-------- Exercise input
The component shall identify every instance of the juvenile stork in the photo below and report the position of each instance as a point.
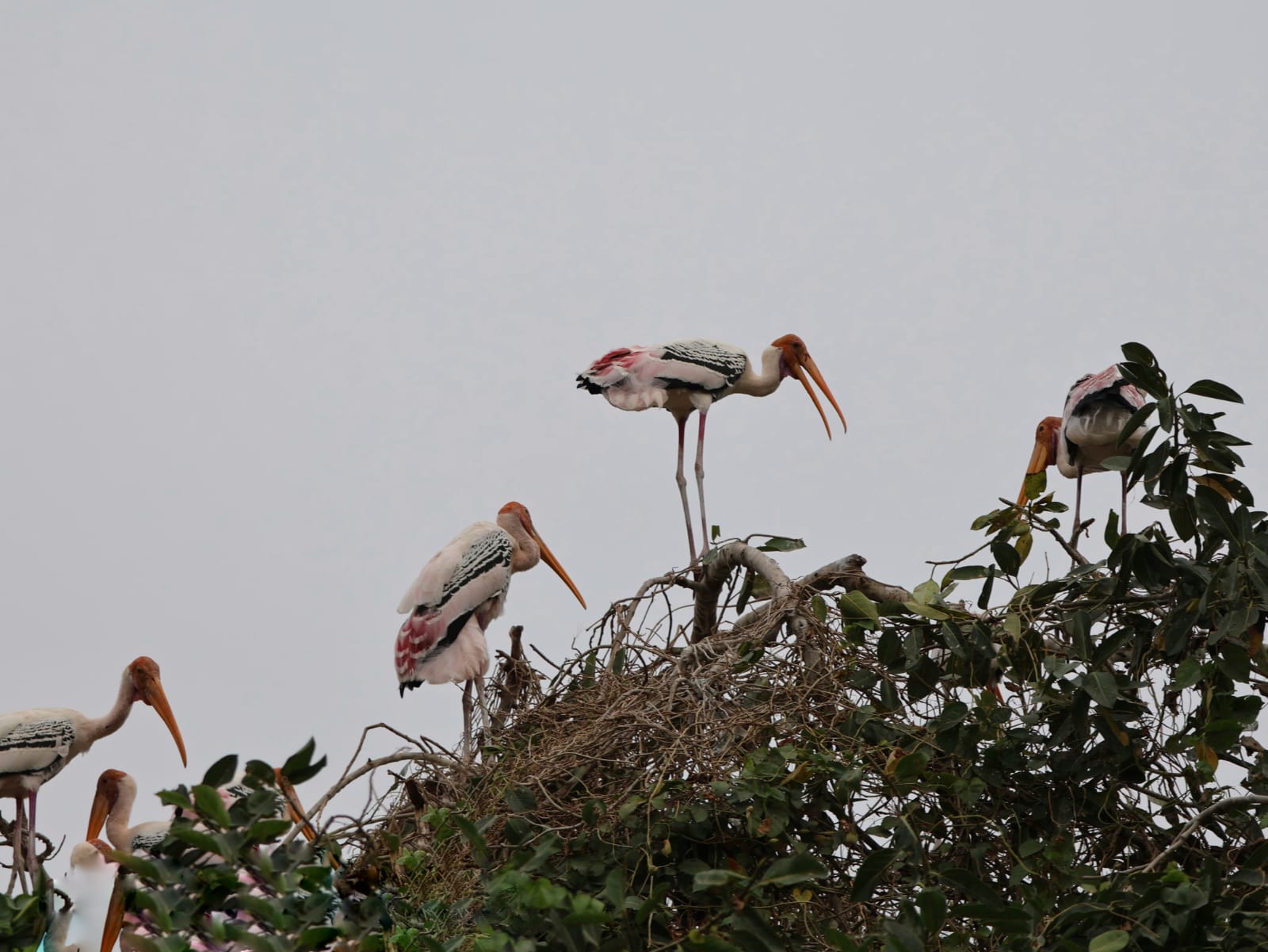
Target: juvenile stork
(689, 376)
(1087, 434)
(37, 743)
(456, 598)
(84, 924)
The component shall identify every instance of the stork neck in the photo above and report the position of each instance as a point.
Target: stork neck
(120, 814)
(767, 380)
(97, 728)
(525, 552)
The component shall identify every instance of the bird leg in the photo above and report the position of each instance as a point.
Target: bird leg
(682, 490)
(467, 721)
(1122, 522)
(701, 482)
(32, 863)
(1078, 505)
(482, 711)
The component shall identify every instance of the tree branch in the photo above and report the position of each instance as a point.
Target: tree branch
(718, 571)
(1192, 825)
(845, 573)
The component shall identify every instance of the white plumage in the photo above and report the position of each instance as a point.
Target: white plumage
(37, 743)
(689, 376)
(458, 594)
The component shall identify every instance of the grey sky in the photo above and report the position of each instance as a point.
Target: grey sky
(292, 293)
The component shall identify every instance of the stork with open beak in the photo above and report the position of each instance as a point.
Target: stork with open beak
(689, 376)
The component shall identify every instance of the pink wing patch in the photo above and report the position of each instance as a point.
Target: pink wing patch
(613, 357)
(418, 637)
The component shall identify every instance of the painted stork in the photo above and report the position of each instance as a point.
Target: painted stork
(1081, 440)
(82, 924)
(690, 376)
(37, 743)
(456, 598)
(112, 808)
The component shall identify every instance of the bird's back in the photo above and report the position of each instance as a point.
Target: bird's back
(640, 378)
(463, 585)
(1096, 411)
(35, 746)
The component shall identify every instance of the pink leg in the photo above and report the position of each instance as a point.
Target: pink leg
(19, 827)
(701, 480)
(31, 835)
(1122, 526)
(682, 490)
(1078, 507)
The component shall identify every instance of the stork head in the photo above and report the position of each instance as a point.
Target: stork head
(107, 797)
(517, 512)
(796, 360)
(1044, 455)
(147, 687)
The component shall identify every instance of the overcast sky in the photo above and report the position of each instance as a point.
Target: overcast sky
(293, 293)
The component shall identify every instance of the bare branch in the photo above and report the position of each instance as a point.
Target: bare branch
----------------
Render the lines from the one containing "The component shall identify every instance of the stork head" through the last line of the items above as a numbered list, with any blank lines dropped.

1. The component shall identify every instance of the stork head in the photo above and report the position of each instance as a point.
2. Target: stork head
3. (107, 797)
4. (517, 512)
5. (796, 360)
6. (1044, 455)
7. (147, 687)
8. The component shall identify every instance of the overcast sky in the photo above and report the position of each instance as a point.
9. Target: overcast sky
10. (293, 293)
11. The component shall identify every instance of the bare branch in the photo above and report the position of each instance as a point.
12. Target: bare branch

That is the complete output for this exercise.